# Data provided
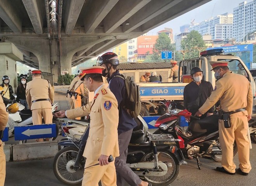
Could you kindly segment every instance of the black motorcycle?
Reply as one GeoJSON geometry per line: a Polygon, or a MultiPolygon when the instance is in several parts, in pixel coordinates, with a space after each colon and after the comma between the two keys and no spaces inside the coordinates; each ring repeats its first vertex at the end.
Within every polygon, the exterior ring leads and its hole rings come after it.
{"type": "MultiPolygon", "coordinates": [[[[178,142],[170,134],[149,132],[146,123],[139,118],[135,119],[138,125],[133,132],[126,163],[143,180],[155,186],[168,185],[177,177],[180,165],[187,164],[178,142]]],[[[77,124],[74,126],[79,127],[77,124]]],[[[59,142],[64,148],[54,157],[53,168],[55,176],[61,182],[68,185],[81,183],[86,160],[82,154],[89,128],[86,128],[79,139],[68,137],[59,142]]]]}

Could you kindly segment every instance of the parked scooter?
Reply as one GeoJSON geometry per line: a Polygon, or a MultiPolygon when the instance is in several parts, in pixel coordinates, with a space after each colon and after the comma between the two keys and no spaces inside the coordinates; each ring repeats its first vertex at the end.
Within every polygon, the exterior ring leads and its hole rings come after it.
{"type": "MultiPolygon", "coordinates": [[[[205,118],[191,116],[191,113],[180,104],[172,102],[166,103],[168,112],[157,120],[155,126],[159,129],[154,134],[170,134],[175,139],[184,142],[180,146],[184,154],[189,159],[196,158],[198,168],[201,169],[199,157],[207,157],[217,162],[221,160],[221,150],[219,142],[218,116],[214,114],[205,118]],[[191,121],[185,131],[178,127],[179,118],[194,117],[197,120],[191,121]]],[[[237,152],[235,142],[233,145],[234,155],[237,152]]]]}
{"type": "MultiPolygon", "coordinates": [[[[15,98],[17,97],[16,95],[14,94],[13,94],[13,96],[15,98]]],[[[6,125],[6,127],[9,128],[9,137],[13,136],[14,135],[14,126],[33,125],[32,112],[31,110],[24,109],[25,107],[20,103],[16,102],[15,99],[13,100],[5,99],[3,99],[3,102],[7,105],[7,111],[9,113],[8,121],[6,125]],[[14,113],[14,112],[10,110],[10,109],[9,109],[11,105],[15,106],[16,108],[18,107],[18,108],[16,112],[14,113]]],[[[56,110],[57,106],[57,103],[52,105],[52,113],[53,113],[56,110]]],[[[58,127],[59,127],[58,126],[58,127]]],[[[57,131],[59,131],[59,128],[57,131]]]]}
{"type": "MultiPolygon", "coordinates": [[[[86,159],[82,154],[88,135],[89,124],[86,122],[82,124],[75,120],[60,119],[66,124],[72,124],[62,127],[67,137],[59,142],[64,148],[54,157],[54,172],[61,182],[78,184],[83,179],[86,159]],[[83,131],[84,132],[79,138],[83,131]]],[[[177,145],[180,141],[176,140],[170,134],[149,132],[147,123],[140,116],[135,120],[138,126],[133,132],[128,147],[128,166],[142,179],[153,185],[168,185],[177,177],[180,165],[187,164],[177,145]]]]}

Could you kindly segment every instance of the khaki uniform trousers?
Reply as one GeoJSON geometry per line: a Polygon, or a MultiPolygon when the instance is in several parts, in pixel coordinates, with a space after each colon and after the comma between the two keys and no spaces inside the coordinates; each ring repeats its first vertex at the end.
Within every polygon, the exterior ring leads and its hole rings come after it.
{"type": "MultiPolygon", "coordinates": [[[[106,166],[93,166],[85,169],[82,186],[99,186],[100,180],[102,186],[116,186],[115,161],[106,166]]],[[[99,163],[99,161],[86,159],[85,167],[99,163]]]]}
{"type": "MultiPolygon", "coordinates": [[[[32,122],[33,125],[42,125],[42,117],[43,118],[45,124],[52,123],[53,116],[52,113],[52,109],[48,108],[42,109],[35,109],[32,110],[32,122]]],[[[49,138],[47,138],[46,141],[49,141],[49,138]]],[[[42,138],[36,139],[37,142],[43,142],[42,138]]]]}
{"type": "Polygon", "coordinates": [[[5,155],[3,152],[3,145],[0,140],[0,186],[3,186],[5,179],[5,155]]]}
{"type": "MultiPolygon", "coordinates": [[[[247,114],[247,112],[243,112],[247,114]]],[[[219,120],[220,142],[222,151],[221,165],[227,171],[235,172],[236,166],[233,161],[234,141],[237,145],[239,167],[244,172],[249,173],[251,169],[249,160],[249,142],[247,137],[248,128],[247,116],[237,113],[230,116],[231,127],[225,128],[224,122],[219,120]]]]}

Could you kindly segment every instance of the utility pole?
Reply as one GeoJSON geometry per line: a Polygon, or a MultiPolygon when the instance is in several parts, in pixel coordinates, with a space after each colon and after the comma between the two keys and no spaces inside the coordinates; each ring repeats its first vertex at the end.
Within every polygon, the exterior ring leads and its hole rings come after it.
{"type": "Polygon", "coordinates": [[[205,48],[205,47],[193,47],[193,48],[195,48],[197,49],[199,52],[199,57],[200,57],[200,53],[202,50],[203,49],[205,48]]]}

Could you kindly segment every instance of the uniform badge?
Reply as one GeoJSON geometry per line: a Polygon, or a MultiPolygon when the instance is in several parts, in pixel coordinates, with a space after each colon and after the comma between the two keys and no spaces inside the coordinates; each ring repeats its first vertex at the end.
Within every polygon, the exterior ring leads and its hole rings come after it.
{"type": "Polygon", "coordinates": [[[112,106],[112,104],[111,103],[110,101],[106,101],[104,103],[104,108],[105,109],[108,111],[111,108],[111,107],[112,106]]]}
{"type": "Polygon", "coordinates": [[[106,94],[107,93],[107,90],[106,90],[106,89],[101,89],[101,93],[102,94],[103,94],[103,95],[106,94]]]}
{"type": "Polygon", "coordinates": [[[96,94],[96,95],[95,95],[95,96],[94,96],[93,99],[96,99],[98,96],[99,96],[99,94],[96,94]]]}

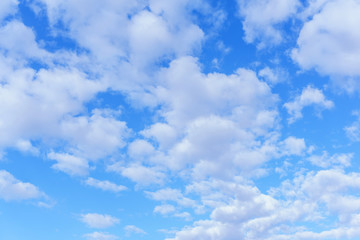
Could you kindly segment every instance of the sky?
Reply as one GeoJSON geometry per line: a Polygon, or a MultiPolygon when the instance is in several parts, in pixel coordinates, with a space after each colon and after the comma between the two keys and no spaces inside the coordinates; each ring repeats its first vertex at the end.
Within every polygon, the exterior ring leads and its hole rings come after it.
{"type": "Polygon", "coordinates": [[[359,0],[1,0],[0,239],[360,239],[359,0]]]}

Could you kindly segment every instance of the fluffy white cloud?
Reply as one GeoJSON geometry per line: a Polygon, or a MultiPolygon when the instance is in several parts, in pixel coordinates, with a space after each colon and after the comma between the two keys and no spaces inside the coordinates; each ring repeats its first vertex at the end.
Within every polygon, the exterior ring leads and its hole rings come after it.
{"type": "Polygon", "coordinates": [[[290,114],[288,118],[289,123],[293,123],[297,119],[302,118],[302,109],[312,105],[320,109],[330,109],[334,106],[334,103],[327,100],[321,90],[307,86],[299,96],[295,97],[294,101],[284,104],[284,107],[290,114]]]}
{"type": "Polygon", "coordinates": [[[126,123],[99,109],[91,116],[68,117],[61,122],[61,135],[74,154],[97,160],[125,146],[130,130],[126,123]]]}
{"type": "Polygon", "coordinates": [[[280,68],[271,69],[269,67],[265,67],[261,69],[258,73],[259,77],[265,79],[270,85],[275,85],[280,82],[284,82],[288,78],[288,74],[285,70],[280,68]]]}
{"type": "Polygon", "coordinates": [[[147,167],[139,163],[131,163],[128,166],[121,162],[108,166],[109,171],[120,173],[139,185],[163,184],[166,178],[162,168],[147,167]]]}
{"type": "Polygon", "coordinates": [[[323,152],[322,155],[312,155],[308,160],[315,166],[327,168],[330,166],[342,166],[349,167],[351,160],[354,157],[353,153],[334,154],[329,156],[327,152],[323,152]]]}
{"type": "Polygon", "coordinates": [[[0,52],[4,51],[6,55],[20,61],[24,61],[24,58],[50,56],[50,53],[38,46],[33,30],[18,20],[13,20],[0,28],[0,52]]]}
{"type": "Polygon", "coordinates": [[[110,181],[101,181],[92,177],[89,177],[86,179],[85,181],[86,185],[95,187],[95,188],[99,188],[103,191],[110,191],[110,192],[121,192],[127,189],[127,187],[122,186],[122,185],[117,185],[113,182],[110,181]]]}
{"type": "Polygon", "coordinates": [[[84,234],[83,237],[88,240],[116,240],[116,239],[118,239],[118,237],[115,235],[103,233],[103,232],[87,233],[87,234],[84,234]]]}
{"type": "Polygon", "coordinates": [[[258,47],[279,44],[283,41],[277,27],[295,15],[300,6],[298,0],[238,0],[240,15],[244,18],[245,41],[259,41],[258,47]]]}
{"type": "MultiPolygon", "coordinates": [[[[332,76],[359,76],[360,3],[356,0],[312,1],[315,15],[300,32],[292,58],[303,69],[332,76]],[[341,61],[339,61],[341,59],[341,61]]],[[[344,85],[344,84],[342,84],[344,85]]]]}
{"type": "Polygon", "coordinates": [[[0,2],[0,23],[5,17],[16,12],[18,4],[17,0],[3,0],[0,2]]]}
{"type": "Polygon", "coordinates": [[[21,182],[11,173],[0,170],[0,198],[5,201],[39,199],[44,196],[33,184],[21,182]]]}
{"type": "Polygon", "coordinates": [[[154,208],[154,213],[160,213],[162,215],[167,215],[169,213],[175,212],[175,210],[176,209],[173,205],[163,204],[163,205],[156,206],[154,208]]]}
{"type": "Polygon", "coordinates": [[[97,213],[83,214],[80,220],[91,228],[108,228],[120,222],[113,216],[97,213]]]}
{"type": "Polygon", "coordinates": [[[201,192],[203,203],[214,206],[210,218],[168,239],[353,239],[360,234],[358,181],[359,173],[330,169],[299,173],[269,194],[241,180],[194,183],[188,190],[201,192]],[[332,223],[322,232],[308,229],[329,214],[332,223]],[[294,225],[299,222],[304,225],[294,225]]]}
{"type": "Polygon", "coordinates": [[[354,115],[357,116],[358,119],[349,126],[346,126],[344,130],[349,139],[358,142],[360,141],[360,113],[355,111],[354,115]]]}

# What you will do
Please give the number of lines in the records above that contain the string "uniform", matching case exactly, and reply with that number alone.

# Task answer
2